[Page excerpt]
There were some changes in the troop on other fronts. Joshua was hitting prime age, and Boopsie and Afghan went wild over him. Devorah had her first child, a daughter who appeared to have been Solomon’s child, since he was the only male to spend time with Devorah during her conception estrus. This had been his last consortship as the alpha male, while he was in the final throes of Uriah’s harassment. Thus the rape of Devorah by Solomon must have occurred when she was a few weeks pregnant. Had Solomon not been toppled by Uriah, this infant would have been growing up now with the troop’s alpha male being reasonably certain that he was her father. Despite the change in the political winds, she was hardly an abandoned child. Between Devorah and her dominating mother, Leah, the kid grew quickly and with no lack of confidence. By chance, the low-ranking Miriam had a daughter the same week, and the differences between the two were striking. Devorah’s daughter was larger, held her head upright first, walked first, sat on her mother’s back first. Devorah could sit and feed while her child was able to wander off; lower-ranking females would cluster around and groom Devorah, for a chance to examine the kid. Miriam’s daughter, in contrast, could go only a few steps before Miriam would nervously retrieve her—the world was full of endless individuals who would be delighted to maul the kid. Miriam had to feed with both hands full, had to frequently scamper away from a fight with the child barely clinging to her belly. Various studies had shown that having the good fortune to be born to a high-ranking mom like Devorah, rather than a Miriam, made for faster, healthier development, and a greater chance of surviving during the tough times. On a day that each of the babies was about a week old, they interacted with each other for the first time. Devorah’s kid scampered toward Miriam’s, who scampered away and ran back to Miriam. A first dominance interaction had just occurred, and it shocked me to think that I could go away that instant, go live decades of my life and return middle-aged, and that asymmetry would probably still be in place.

[Dataset content]
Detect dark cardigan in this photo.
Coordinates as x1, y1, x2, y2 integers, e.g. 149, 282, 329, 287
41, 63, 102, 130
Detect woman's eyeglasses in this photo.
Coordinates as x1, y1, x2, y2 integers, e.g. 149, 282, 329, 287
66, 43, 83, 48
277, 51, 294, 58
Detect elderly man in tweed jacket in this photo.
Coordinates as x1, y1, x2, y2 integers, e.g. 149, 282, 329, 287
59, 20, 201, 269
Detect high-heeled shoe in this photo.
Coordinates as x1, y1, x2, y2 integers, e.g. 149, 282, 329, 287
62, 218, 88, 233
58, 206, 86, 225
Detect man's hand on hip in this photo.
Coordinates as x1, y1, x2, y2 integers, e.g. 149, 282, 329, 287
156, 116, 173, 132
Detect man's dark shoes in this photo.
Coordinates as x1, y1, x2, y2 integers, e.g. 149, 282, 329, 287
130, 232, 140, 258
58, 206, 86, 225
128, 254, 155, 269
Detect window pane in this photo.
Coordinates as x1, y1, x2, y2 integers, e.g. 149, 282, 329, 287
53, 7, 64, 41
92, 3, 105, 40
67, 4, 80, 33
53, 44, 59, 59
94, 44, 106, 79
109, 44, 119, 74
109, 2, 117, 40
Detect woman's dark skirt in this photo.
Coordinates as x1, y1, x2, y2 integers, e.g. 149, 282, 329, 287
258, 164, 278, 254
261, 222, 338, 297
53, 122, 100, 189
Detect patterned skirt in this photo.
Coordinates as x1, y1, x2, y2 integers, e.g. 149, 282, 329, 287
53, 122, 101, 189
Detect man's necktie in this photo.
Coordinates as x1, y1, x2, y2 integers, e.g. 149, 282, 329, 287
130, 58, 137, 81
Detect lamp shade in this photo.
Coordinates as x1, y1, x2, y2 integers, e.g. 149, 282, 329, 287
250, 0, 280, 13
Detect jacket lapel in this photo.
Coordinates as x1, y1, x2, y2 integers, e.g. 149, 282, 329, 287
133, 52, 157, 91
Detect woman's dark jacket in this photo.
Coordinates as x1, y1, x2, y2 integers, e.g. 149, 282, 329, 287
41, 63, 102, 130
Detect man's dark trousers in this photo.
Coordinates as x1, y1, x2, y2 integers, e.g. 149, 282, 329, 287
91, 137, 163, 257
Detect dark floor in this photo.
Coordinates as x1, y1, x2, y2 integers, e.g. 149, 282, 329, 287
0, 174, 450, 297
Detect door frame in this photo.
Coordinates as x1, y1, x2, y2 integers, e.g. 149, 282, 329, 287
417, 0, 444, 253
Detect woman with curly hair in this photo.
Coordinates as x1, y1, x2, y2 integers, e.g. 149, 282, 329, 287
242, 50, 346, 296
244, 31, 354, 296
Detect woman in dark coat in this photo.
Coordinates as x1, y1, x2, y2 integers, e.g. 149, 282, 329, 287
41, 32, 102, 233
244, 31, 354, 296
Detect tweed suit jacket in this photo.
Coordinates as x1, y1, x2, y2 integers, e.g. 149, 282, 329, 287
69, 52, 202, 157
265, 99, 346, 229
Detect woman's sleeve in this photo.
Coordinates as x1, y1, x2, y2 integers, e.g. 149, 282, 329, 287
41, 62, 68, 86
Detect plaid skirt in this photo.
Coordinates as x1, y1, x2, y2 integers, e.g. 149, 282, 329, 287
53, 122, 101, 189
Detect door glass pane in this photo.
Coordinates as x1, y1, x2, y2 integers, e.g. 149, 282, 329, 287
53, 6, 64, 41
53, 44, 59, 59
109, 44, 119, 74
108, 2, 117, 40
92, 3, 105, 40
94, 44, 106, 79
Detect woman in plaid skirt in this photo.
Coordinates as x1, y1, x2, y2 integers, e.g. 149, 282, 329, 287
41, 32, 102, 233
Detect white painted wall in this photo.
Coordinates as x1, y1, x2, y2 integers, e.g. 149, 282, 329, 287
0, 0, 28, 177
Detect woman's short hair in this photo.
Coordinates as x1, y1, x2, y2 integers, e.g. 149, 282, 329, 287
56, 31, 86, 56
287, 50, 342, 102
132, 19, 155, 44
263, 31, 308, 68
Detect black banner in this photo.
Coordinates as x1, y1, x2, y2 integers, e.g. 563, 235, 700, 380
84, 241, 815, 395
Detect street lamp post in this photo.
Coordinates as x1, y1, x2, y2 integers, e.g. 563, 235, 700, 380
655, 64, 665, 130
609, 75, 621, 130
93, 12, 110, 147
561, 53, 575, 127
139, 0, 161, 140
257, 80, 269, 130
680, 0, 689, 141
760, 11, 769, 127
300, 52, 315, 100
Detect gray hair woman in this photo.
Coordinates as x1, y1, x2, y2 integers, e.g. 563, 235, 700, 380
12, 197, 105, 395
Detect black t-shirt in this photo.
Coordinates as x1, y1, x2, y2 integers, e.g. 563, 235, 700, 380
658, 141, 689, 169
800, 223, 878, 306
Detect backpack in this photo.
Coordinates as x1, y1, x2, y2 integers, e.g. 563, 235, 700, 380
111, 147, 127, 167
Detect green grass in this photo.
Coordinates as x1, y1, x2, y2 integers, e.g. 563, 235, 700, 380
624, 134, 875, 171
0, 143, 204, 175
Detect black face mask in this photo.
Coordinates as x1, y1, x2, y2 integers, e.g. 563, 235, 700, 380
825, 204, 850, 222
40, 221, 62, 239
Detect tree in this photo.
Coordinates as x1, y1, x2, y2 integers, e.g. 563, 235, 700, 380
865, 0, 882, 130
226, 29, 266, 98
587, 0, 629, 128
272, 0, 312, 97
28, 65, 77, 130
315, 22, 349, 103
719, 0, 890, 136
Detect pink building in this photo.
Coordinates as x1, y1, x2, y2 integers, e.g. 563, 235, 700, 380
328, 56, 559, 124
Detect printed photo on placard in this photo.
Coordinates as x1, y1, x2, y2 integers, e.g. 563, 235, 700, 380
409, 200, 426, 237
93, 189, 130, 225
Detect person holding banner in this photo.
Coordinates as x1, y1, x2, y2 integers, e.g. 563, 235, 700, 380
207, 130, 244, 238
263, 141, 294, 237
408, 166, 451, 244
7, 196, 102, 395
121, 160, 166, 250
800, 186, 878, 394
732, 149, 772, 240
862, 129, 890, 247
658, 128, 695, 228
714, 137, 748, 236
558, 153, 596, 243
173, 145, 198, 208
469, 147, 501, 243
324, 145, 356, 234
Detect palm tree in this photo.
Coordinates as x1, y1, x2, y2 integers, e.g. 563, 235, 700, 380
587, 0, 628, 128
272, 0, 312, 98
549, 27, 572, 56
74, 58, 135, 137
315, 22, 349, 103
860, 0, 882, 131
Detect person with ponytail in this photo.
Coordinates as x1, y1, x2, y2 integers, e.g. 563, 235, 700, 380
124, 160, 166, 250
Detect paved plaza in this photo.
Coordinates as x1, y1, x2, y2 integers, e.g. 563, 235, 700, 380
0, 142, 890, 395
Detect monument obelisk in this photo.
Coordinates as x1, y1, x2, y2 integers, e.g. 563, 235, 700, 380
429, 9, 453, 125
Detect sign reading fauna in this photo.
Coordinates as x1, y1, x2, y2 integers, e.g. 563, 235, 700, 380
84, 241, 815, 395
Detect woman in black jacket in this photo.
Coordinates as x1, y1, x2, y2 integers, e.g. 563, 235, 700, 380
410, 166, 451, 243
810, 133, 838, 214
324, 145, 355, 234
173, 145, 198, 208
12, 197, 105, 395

[Activity]
Duplicate the passage above about Devorah's and Miriam's infant daughters, word for word and in full.

[Answer box]
There were some changes in the troop on other fronts. Joshua was hitting prime age, and Boopsie and Afghan went wild over him. Devorah had her first child, a daughter who appeared to have been Solomon’s child, since he was the only male to spend time with Devorah during her conception estrus. This had been his last consortship as the alpha male, while he was in the final throes of Uriah’s harassment. Thus the rape of Devorah by Solomon must have occurred when she was a few weeks pregnant. Had Solomon not been toppled by Uriah, this infant would have been growing up now with the troop’s alpha male being reasonably certain that he was her father. Despite the change in the political winds, she was hardly an abandoned child. Between Devorah and her dominating mother, Leah, the kid grew quickly and with no lack of confidence. By chance, the low-ranking Miriam had a daughter the same week, and the differences between the two were striking. Devorah’s daughter was larger, held her head upright first, walked first, sat on her mother’s back first. Devorah could sit and feed while her child was able to wander off; lower-ranking females would cluster around and groom Devorah, for a chance to examine the kid. Miriam’s daughter, in contrast, could go only a few steps before Miriam would nervously retrieve her—the world was full of endless individuals who would be delighted to maul the kid. Miriam had to feed with both hands full, had to frequently scamper away from a fight with the child barely clinging to her belly. Various studies had shown that having the good fortune to be born to a high-ranking mom like Devorah, rather than a Miriam, made for faster, healthier development, and a greater chance of surviving during the tough times. On a day that each of the babies was about a week old, they interacted with each other for the first time. Devorah’s kid scampered toward Miriam’s, who scampered away and ran back to Miriam. A first dominance interaction had just occurred, and it shocked me to think that I could go away that instant, go live decades of my life and return middle-aged, and that asymmetry would probably still be in place.